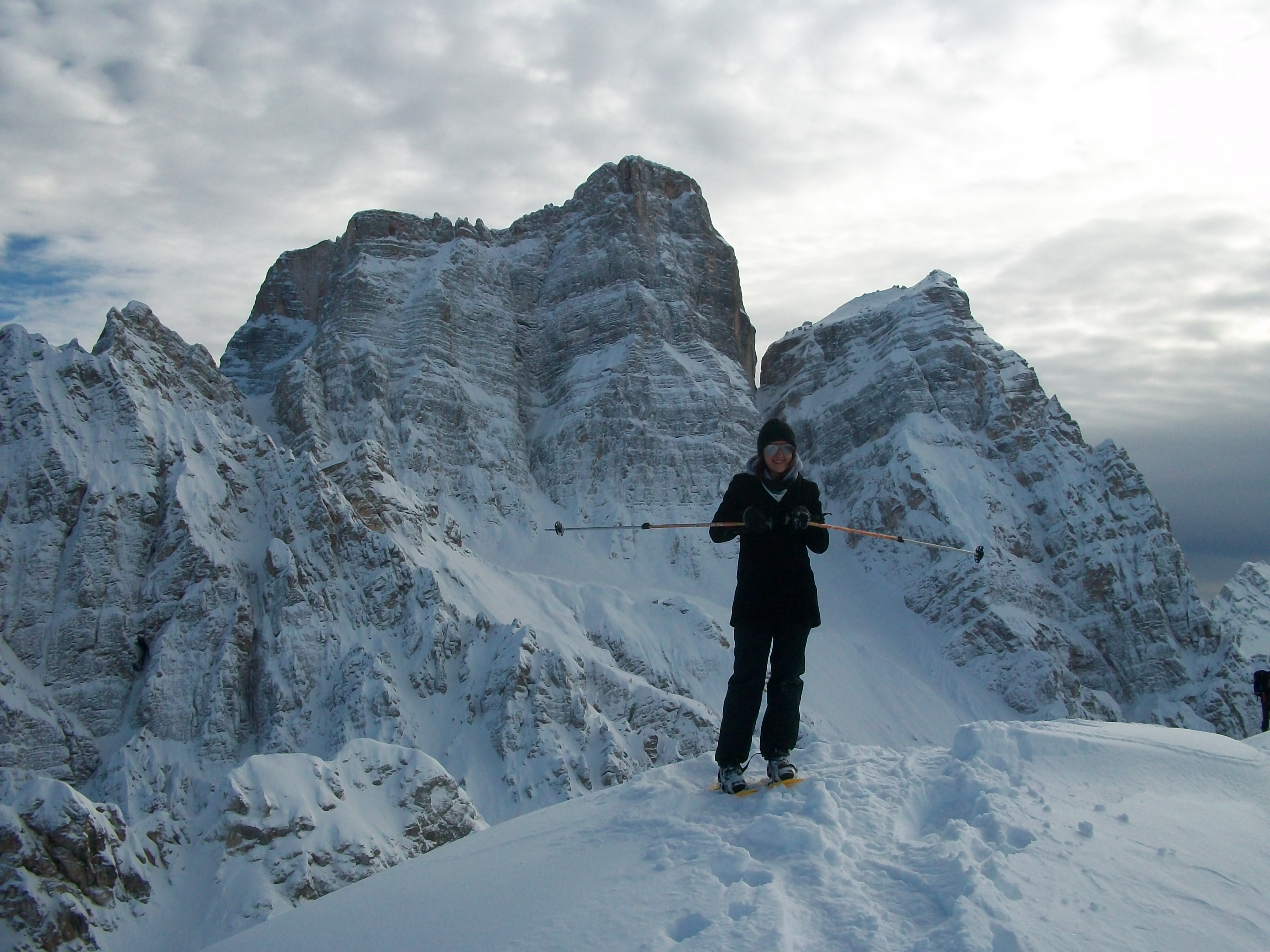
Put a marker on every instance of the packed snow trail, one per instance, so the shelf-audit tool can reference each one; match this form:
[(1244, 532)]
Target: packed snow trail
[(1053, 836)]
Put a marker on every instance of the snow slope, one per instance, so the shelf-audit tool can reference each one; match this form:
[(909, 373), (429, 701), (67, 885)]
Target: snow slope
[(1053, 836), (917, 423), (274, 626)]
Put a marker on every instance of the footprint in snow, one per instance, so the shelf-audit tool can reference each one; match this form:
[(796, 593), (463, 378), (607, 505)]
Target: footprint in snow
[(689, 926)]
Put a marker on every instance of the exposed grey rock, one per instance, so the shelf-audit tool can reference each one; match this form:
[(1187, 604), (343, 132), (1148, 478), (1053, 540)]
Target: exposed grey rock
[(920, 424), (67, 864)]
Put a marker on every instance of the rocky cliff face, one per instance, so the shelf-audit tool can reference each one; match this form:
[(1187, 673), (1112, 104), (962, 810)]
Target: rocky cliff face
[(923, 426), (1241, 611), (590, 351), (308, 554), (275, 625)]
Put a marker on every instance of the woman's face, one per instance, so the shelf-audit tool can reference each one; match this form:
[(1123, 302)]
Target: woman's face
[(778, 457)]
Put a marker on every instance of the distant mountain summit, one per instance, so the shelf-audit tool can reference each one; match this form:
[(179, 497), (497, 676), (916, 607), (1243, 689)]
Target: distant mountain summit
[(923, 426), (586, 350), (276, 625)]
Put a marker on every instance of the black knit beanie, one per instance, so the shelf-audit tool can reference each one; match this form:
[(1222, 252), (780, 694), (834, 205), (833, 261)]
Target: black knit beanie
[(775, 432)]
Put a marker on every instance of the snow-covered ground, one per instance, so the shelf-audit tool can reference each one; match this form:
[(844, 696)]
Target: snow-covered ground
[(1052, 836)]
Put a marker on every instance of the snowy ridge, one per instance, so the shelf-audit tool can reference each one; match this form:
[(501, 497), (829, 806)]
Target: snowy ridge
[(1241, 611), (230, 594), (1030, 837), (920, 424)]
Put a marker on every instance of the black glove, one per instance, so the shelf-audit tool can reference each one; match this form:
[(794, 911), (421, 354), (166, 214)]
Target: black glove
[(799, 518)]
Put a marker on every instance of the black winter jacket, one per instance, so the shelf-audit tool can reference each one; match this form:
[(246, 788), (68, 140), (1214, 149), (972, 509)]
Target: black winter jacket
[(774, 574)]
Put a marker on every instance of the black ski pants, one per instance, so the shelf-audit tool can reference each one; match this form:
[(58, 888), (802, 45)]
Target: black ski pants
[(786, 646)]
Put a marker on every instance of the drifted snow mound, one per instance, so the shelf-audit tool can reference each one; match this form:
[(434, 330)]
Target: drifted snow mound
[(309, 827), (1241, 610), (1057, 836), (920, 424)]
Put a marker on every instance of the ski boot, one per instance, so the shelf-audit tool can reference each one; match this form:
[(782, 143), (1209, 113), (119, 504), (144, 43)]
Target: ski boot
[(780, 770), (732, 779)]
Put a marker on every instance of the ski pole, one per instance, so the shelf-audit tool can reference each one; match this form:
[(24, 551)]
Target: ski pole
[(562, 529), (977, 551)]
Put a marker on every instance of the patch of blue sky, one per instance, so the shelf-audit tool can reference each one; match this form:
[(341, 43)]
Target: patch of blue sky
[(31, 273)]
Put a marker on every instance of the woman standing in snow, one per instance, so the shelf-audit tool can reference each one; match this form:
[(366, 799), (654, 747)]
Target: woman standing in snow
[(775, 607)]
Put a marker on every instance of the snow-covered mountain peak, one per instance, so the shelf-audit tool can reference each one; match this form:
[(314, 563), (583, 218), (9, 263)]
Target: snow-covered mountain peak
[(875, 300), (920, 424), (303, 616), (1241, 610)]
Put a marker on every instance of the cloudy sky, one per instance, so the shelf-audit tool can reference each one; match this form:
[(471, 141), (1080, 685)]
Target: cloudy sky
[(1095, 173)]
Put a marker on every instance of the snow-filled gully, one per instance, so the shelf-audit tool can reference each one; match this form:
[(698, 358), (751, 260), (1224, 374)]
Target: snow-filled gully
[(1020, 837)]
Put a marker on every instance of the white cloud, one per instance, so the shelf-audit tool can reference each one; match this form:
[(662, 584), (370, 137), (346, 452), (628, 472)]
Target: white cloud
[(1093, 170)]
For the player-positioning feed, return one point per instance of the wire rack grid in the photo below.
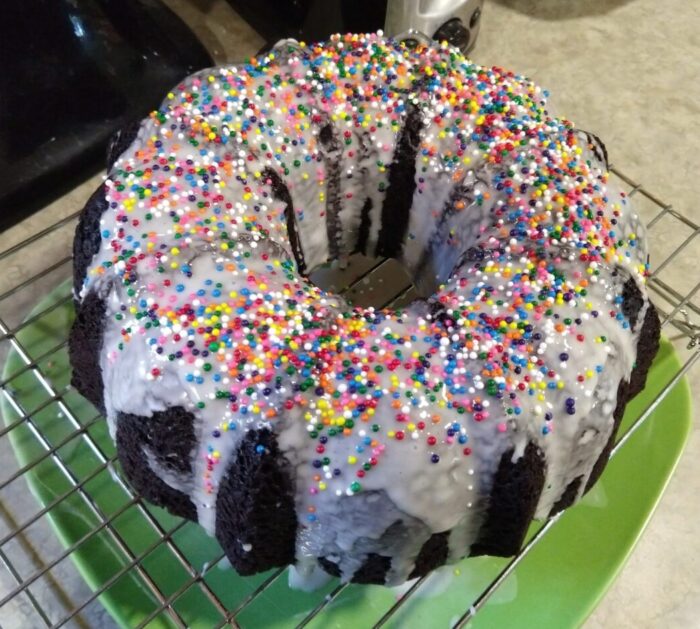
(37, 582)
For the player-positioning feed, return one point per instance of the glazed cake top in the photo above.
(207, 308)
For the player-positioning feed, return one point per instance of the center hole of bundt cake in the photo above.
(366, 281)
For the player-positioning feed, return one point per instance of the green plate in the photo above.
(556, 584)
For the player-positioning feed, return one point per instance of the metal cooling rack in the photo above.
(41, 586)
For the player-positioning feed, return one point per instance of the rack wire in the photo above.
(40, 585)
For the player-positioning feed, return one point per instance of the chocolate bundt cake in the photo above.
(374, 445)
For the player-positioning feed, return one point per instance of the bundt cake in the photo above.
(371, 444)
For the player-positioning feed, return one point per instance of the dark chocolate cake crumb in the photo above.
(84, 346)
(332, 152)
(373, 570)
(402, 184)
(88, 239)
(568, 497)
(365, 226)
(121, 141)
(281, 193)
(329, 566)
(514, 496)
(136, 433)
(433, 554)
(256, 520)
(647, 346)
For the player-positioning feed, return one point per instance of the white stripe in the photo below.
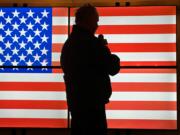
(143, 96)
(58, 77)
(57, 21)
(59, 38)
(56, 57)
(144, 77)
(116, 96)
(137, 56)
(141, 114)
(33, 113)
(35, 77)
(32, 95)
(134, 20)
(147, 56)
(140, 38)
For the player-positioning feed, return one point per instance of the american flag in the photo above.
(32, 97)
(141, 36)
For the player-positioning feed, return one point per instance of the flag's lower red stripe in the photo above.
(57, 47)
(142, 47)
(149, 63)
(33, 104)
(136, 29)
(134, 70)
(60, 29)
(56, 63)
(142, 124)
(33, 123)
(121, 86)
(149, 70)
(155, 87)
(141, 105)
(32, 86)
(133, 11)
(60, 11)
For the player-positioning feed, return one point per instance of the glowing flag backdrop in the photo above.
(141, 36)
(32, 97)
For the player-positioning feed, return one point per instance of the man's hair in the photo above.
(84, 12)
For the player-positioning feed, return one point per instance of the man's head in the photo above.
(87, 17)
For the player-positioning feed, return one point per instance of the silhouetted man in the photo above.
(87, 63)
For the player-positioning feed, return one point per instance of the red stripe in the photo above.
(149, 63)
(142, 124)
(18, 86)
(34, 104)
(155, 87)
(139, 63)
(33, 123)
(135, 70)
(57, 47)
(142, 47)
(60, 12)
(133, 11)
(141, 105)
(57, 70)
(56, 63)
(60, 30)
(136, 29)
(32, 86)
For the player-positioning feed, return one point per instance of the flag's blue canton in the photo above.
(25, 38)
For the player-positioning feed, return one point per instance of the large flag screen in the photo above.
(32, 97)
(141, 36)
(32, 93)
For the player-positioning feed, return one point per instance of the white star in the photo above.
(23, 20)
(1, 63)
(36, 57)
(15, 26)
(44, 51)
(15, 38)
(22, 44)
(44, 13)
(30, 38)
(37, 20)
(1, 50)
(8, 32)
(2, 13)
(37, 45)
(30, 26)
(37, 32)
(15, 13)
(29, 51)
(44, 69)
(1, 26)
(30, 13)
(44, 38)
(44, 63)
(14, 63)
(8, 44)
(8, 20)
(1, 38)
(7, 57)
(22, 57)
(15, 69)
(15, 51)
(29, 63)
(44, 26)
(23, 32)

--------------------------------------------------

SET PROBLEM >> Copy the stretch of rows from the very beginning through the line that contains "[(778, 457)]", both ends included, word for word. Leave the pictures out.

TASK RESPONSE >>
Put a marker on every instance of the packed snow trail, one per instance, so the shelf-audit tool can reference each one; match this form:
[(1244, 532)]
Target: packed snow trail
[(1053, 836)]
Put a marker on every instance of the snow slope, one per instance, so the shelf-audit tool can reference each one; match this form:
[(909, 373), (429, 701), (67, 885)]
Target: snow slope
[(1053, 836), (917, 423), (274, 626)]
Put a marker on every instance of the footprint in snow, one per instance, so the shelf-audit tool can reference each one; match this form:
[(796, 593), (463, 378), (607, 505)]
Target: footprint in snow
[(689, 926)]
Put a marker on every instance of the exposed grey rock, one per instance, so the shelf-audit tool can reference each one; match this form:
[(1187, 604), (343, 132), (1148, 478), (1053, 540)]
Target: exposed grey rock
[(920, 424), (67, 864)]
Put a marker on every instance of the rocky cliff face, one per instance, so the shelf-audit tool can reference each one; match this form:
[(1187, 673), (1112, 104), (962, 810)]
Target: rocky cliff face
[(923, 426), (1241, 611), (590, 351), (308, 554), (275, 625)]
Put a marker on every instance of the woman's face, one per instance, so the shelf-audit tool can reference each one; match this form:
[(1123, 302)]
Target: woman's face
[(778, 457)]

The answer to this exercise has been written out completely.